Records shown |
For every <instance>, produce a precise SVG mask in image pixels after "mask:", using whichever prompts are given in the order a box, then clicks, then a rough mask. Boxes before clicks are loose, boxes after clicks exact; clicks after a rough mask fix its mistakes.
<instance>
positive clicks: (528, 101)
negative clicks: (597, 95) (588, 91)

--

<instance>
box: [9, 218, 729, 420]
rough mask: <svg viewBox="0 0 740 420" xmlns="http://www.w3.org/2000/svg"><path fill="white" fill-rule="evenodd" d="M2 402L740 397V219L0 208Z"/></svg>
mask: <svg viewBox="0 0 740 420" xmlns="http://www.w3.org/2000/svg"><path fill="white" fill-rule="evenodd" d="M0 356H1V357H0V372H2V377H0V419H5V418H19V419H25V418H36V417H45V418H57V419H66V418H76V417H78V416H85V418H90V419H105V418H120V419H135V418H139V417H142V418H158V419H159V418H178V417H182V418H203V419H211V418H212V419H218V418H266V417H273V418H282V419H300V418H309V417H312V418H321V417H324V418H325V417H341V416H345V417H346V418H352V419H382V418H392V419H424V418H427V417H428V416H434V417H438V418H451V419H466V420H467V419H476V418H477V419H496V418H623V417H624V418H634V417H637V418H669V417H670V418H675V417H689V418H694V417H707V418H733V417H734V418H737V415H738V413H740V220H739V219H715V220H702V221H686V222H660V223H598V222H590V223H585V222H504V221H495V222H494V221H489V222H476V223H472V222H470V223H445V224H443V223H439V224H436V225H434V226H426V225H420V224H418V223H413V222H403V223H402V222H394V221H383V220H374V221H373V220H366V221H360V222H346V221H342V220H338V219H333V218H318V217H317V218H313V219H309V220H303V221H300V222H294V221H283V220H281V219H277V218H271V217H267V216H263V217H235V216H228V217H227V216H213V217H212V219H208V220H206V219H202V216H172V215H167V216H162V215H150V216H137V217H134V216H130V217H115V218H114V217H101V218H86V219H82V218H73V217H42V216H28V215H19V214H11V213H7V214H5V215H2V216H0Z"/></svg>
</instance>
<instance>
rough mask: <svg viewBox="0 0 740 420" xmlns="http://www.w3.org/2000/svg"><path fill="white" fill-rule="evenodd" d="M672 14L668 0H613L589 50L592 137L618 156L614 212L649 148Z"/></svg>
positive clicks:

* * *

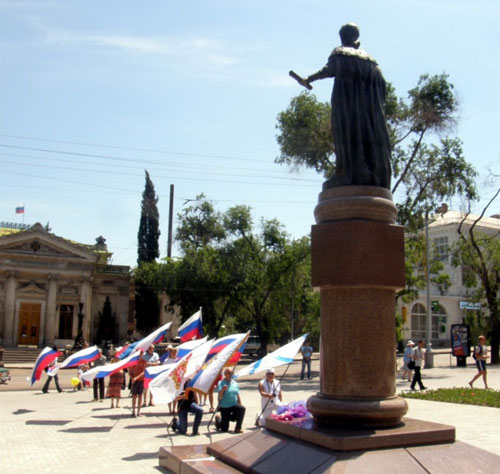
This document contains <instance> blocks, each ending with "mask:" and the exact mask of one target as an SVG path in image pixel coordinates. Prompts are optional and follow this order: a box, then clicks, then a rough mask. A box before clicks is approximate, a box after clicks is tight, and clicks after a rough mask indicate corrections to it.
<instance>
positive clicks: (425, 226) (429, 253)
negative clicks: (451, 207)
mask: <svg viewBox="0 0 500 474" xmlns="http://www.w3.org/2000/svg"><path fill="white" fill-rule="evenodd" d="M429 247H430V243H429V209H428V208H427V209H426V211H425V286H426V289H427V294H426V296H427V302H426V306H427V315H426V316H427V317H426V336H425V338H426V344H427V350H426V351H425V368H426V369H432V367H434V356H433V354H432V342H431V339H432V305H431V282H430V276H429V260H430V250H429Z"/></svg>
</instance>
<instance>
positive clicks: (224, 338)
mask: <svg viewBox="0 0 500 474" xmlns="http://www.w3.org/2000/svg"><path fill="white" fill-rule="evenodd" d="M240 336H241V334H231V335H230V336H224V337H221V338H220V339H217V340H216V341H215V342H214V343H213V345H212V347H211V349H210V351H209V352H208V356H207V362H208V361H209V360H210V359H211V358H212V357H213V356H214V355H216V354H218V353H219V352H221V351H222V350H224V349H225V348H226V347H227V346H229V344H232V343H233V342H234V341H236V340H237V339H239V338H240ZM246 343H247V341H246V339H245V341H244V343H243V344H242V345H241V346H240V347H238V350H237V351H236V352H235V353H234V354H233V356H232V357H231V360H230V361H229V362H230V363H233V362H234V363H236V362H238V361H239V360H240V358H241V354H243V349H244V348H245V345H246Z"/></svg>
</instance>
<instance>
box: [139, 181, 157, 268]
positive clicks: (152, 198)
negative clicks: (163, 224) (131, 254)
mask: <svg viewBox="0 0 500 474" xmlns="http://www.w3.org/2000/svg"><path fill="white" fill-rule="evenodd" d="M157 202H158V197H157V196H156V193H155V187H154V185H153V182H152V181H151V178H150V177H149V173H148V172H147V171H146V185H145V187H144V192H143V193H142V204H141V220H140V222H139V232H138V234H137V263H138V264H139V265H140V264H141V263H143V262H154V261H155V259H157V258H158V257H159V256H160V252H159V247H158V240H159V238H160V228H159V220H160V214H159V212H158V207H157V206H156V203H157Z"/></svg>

Required work | Retype the entries above exactly, but only from the line containing "For every <instance>, produce" through the line containing "negative clicks: (597, 95) (588, 91)", both included.

Solved exercise |
For every <instance>, produce a precise SVG mask in image pixels after "mask:", using whichever prompts are given in the order a box, then clicks, then a rough mask. Boxes before clicks are loose, boxes after clicks exact; clicks after a rough mask fix its mistakes.
<instance>
positive clicks: (528, 101)
negative clicks: (597, 95) (588, 91)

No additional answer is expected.